Exercise task. Pick out every line below that contains the word "rice" and copy it. The match is case-sensitive.

Materials provided.

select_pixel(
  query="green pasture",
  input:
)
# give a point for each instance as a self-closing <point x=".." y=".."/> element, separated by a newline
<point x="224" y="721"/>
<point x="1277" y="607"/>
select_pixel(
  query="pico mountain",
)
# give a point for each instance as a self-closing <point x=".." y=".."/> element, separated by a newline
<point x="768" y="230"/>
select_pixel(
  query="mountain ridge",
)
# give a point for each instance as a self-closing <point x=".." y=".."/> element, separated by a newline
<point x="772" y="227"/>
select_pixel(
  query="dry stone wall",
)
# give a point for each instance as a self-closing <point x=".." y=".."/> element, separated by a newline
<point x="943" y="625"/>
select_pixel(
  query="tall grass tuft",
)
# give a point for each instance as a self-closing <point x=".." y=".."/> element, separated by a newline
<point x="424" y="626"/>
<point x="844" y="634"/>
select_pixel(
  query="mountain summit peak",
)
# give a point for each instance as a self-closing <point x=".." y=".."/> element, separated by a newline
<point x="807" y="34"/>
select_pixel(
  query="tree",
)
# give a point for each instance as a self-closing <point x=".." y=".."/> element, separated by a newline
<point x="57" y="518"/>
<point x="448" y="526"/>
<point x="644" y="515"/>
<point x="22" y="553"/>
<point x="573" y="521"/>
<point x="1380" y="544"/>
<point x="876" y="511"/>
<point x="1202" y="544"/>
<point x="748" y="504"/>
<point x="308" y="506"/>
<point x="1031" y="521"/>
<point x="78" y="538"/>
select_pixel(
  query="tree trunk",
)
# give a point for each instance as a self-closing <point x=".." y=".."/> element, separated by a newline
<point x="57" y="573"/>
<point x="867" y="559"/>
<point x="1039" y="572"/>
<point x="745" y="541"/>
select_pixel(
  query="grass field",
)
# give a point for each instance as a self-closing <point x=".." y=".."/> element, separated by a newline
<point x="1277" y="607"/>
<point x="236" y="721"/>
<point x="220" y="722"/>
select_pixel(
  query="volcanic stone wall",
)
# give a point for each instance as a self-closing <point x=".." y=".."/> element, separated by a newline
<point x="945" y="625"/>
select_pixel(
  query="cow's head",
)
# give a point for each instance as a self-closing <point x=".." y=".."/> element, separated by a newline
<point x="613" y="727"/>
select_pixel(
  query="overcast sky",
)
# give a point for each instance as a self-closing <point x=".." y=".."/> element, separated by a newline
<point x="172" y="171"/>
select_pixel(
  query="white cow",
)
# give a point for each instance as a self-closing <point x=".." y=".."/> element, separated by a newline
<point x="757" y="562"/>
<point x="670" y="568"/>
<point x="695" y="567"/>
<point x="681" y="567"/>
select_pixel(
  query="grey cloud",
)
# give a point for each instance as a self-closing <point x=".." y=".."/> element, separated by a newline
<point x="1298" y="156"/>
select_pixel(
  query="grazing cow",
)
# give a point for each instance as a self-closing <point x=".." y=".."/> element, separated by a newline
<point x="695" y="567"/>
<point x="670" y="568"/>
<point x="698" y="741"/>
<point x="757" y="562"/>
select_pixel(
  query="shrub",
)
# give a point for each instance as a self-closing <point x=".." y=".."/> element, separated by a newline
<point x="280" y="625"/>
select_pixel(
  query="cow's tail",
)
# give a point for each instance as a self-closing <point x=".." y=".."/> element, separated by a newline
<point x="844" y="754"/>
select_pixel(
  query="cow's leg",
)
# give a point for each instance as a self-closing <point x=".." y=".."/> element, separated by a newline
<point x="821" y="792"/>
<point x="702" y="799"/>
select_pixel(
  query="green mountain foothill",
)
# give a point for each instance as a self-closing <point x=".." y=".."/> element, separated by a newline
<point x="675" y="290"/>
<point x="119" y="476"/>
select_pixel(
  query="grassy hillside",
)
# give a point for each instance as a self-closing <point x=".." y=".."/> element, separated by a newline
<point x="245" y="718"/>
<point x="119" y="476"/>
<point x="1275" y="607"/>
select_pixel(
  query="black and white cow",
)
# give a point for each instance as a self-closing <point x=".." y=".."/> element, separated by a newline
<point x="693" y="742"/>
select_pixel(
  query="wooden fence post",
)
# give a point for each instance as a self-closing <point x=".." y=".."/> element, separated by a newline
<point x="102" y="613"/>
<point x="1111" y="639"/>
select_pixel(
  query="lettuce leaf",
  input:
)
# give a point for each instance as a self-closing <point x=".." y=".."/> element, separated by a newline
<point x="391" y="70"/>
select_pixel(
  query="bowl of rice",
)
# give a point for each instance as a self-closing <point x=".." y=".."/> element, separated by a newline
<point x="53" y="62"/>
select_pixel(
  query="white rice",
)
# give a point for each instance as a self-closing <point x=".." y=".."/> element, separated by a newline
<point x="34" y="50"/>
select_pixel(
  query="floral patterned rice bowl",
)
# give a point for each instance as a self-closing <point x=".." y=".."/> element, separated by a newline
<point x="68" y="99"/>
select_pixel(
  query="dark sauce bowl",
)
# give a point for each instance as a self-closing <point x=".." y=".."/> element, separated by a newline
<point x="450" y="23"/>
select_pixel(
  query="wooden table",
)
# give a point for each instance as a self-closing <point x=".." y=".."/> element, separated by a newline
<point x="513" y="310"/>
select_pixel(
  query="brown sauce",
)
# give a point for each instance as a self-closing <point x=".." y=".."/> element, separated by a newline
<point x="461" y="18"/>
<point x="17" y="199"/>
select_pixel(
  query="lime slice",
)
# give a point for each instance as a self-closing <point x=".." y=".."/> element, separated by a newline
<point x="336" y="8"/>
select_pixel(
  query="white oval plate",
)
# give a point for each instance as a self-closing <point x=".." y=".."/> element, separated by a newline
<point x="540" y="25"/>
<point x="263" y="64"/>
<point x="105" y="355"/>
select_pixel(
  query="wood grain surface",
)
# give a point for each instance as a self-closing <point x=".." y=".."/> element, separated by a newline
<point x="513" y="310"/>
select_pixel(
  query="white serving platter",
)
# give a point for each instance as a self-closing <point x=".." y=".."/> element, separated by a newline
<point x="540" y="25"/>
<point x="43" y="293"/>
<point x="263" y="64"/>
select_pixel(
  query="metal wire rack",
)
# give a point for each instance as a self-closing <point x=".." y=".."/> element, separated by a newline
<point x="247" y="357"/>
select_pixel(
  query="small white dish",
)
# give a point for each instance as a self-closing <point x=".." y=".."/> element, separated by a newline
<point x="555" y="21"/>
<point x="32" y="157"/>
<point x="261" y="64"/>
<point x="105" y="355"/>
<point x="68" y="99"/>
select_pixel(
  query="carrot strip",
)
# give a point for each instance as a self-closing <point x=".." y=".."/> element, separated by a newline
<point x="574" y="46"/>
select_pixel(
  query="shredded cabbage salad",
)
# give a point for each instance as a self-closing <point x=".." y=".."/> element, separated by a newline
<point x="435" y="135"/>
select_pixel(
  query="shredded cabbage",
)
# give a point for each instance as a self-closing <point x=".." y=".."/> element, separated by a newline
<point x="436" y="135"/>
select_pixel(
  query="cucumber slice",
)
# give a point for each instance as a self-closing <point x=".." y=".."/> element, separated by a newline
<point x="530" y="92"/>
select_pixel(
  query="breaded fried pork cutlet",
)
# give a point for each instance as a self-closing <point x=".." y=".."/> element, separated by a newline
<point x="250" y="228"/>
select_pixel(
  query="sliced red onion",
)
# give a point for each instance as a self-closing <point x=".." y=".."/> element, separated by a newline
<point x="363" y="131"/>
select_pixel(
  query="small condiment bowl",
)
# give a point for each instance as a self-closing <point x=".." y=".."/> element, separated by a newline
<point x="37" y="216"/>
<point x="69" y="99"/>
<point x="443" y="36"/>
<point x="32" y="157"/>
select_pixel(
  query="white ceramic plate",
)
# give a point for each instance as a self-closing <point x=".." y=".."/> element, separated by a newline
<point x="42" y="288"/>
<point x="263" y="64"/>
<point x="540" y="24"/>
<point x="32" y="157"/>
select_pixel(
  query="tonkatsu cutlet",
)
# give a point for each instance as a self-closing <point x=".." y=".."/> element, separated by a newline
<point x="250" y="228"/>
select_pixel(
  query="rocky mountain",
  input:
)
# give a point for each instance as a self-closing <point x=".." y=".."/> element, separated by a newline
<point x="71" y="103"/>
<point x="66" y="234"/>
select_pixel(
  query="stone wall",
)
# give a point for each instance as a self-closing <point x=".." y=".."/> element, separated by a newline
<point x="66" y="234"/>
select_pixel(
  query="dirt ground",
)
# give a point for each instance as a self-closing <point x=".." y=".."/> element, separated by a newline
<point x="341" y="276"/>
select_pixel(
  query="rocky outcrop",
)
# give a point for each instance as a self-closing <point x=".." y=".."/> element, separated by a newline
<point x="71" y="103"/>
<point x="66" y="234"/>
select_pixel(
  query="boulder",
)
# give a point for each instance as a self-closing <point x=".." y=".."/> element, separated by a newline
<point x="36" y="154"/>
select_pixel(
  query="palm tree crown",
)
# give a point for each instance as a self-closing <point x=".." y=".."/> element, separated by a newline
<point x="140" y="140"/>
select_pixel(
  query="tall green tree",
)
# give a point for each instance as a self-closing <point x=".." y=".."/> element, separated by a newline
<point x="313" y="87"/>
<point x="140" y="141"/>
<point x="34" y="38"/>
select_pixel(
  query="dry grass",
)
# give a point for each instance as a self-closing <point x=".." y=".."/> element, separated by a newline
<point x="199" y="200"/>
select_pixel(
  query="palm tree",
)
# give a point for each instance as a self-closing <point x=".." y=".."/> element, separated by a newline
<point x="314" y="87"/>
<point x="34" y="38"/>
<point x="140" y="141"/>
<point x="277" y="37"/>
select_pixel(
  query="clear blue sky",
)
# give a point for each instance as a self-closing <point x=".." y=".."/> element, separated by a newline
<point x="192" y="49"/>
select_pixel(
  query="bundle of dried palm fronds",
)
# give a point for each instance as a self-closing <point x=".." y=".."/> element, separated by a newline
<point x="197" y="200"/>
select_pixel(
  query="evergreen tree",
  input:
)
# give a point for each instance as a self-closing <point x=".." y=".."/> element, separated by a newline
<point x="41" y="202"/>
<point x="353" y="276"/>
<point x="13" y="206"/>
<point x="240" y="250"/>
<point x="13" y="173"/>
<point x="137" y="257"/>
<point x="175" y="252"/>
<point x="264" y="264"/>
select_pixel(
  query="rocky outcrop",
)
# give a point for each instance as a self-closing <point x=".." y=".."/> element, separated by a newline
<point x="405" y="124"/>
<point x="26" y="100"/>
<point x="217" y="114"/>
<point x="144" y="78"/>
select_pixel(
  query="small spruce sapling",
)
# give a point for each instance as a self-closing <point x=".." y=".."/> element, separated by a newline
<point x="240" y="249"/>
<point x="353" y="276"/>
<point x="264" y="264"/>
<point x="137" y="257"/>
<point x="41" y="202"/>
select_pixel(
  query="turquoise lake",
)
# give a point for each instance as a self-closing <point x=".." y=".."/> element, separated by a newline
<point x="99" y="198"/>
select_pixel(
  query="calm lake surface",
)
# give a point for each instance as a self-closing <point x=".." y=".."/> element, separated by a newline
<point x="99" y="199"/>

Solution.
  query="bowl of rice",
  query="white rice",
  query="floral patterned rice bowl",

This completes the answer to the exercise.